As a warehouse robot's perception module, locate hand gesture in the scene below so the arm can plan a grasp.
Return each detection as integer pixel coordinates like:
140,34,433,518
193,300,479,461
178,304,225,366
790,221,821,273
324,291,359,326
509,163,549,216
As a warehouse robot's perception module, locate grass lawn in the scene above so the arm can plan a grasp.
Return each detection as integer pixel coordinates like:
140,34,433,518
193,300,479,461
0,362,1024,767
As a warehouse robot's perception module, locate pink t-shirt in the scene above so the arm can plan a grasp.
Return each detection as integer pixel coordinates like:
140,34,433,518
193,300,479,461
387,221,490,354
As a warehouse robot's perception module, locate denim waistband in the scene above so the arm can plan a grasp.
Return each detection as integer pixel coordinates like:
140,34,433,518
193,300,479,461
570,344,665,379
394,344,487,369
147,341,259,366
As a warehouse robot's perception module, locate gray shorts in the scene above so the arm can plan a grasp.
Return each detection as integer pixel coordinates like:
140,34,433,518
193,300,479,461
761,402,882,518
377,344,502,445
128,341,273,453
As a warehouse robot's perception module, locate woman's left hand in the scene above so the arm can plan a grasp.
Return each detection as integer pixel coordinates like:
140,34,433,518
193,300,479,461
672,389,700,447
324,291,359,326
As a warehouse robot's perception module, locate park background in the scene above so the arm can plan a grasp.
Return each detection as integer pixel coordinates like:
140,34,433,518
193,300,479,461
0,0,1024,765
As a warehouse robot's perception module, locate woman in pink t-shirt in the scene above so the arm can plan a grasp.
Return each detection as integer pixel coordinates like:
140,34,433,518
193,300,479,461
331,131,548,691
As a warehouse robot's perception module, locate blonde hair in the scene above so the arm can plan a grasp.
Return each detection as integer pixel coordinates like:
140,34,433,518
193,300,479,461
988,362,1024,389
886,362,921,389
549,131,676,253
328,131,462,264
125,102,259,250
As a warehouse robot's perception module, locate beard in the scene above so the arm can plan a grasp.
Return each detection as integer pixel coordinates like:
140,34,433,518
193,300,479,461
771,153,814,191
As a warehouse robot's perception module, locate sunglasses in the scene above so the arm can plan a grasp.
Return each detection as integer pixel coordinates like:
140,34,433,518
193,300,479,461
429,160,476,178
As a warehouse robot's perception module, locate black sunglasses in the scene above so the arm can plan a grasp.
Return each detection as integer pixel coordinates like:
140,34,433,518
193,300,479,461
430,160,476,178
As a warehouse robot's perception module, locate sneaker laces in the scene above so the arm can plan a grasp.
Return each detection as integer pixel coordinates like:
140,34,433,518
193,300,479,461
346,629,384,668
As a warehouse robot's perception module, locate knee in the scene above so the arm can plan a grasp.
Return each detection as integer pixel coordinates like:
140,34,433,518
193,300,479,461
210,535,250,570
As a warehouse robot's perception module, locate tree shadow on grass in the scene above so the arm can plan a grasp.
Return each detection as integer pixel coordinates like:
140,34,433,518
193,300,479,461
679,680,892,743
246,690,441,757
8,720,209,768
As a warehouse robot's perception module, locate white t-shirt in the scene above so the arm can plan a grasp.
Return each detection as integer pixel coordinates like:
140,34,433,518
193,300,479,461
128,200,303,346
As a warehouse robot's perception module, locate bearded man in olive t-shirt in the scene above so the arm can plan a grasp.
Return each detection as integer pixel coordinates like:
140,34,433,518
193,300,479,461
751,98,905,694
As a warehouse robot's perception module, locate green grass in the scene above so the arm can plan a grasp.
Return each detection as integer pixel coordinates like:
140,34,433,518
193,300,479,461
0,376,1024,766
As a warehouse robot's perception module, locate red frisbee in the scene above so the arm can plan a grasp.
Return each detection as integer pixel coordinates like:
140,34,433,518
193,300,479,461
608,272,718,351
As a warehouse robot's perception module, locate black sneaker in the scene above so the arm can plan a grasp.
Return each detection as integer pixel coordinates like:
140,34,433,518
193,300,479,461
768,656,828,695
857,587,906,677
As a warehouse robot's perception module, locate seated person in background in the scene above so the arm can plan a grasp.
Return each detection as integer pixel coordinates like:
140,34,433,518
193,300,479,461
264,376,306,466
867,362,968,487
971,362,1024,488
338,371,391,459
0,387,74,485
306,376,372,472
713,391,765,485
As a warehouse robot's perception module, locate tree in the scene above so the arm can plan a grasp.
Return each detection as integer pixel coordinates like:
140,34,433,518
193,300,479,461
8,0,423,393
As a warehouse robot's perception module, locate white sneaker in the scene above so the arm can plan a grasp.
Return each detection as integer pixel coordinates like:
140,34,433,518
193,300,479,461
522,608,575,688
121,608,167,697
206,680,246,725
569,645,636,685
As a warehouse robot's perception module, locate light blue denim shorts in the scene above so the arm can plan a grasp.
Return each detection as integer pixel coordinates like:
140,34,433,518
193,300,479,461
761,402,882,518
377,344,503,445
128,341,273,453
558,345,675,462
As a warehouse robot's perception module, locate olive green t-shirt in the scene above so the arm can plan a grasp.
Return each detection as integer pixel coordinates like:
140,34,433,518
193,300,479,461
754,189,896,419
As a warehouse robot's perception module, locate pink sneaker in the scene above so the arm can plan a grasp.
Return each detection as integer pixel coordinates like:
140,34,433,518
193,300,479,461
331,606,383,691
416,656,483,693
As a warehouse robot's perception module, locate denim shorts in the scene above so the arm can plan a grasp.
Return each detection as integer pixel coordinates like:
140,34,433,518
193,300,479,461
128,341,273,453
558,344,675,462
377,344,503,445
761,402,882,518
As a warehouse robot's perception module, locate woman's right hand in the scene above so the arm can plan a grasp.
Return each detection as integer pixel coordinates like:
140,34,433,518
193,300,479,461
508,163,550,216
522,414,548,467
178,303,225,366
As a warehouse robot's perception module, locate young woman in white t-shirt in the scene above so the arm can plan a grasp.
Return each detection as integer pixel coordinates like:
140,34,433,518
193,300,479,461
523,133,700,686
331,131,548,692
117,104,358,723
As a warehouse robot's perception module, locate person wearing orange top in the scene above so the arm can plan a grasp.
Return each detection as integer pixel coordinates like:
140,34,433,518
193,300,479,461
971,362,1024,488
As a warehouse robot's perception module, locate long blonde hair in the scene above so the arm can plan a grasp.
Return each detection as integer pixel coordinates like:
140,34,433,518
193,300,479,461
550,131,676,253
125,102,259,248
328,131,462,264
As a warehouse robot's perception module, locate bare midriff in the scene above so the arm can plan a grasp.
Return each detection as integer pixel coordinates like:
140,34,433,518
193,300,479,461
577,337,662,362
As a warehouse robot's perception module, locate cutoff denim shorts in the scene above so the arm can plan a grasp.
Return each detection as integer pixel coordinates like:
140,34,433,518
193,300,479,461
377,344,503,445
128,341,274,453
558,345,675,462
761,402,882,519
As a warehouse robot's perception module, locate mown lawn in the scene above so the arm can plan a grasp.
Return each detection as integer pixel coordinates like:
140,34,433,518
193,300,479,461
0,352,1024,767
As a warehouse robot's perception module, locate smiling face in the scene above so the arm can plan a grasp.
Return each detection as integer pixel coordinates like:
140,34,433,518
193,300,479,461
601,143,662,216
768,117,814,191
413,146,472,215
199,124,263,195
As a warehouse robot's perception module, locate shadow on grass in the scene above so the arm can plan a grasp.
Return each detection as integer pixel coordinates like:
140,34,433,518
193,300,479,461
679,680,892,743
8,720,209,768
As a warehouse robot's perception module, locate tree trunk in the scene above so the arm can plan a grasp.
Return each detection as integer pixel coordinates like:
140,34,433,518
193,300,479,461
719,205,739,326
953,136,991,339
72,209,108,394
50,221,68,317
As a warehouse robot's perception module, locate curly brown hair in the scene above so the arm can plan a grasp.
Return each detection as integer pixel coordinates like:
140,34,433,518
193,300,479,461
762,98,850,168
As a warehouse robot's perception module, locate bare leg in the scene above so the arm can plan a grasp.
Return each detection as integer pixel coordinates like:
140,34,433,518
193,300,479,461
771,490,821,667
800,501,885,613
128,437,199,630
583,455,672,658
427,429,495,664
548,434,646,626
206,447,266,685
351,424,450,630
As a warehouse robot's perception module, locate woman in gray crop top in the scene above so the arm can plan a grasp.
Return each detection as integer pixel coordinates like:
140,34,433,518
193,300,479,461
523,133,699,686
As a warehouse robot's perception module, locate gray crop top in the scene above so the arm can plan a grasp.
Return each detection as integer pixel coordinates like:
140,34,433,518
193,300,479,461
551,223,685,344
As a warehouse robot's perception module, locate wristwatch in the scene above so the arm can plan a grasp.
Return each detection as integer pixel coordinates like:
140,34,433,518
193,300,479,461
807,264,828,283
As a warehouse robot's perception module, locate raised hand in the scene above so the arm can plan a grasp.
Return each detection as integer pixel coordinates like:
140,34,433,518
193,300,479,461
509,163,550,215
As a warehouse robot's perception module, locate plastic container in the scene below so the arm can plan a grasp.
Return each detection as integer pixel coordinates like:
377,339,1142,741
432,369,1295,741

Directive » Please turn the data above, from the line with "As a warehouse robot's perception module, locate person" up to and including the line with "577,337,662,362", into a numbered list with one line per item and any blank lines left out.

Problem solution »
1. As a warehouse robot's perception module, locate person wearing orange top in the scene above so the arm can plan a grasp.
2. Return each detection as integer pixel coordinates like:
3. 140,34,433,518
4. 193,300,479,461
5. 971,362,1024,488
6. As a warehouse robot's perception module, locate long blonde hair in the scene above so the arm can plan a grasp.
7. Return each detection as integer pixel coordinates like:
8. 140,34,433,518
9. 193,300,479,461
10. 550,131,676,253
11. 125,102,259,248
12. 328,131,462,264
13. As a warehouse robot's perception module, locate bare midriff in the scene above so the arm can plan a grasp.
14. Return each detection as integer pixel coordinates like:
15. 140,34,433,518
16. 193,300,479,461
17. 577,337,662,362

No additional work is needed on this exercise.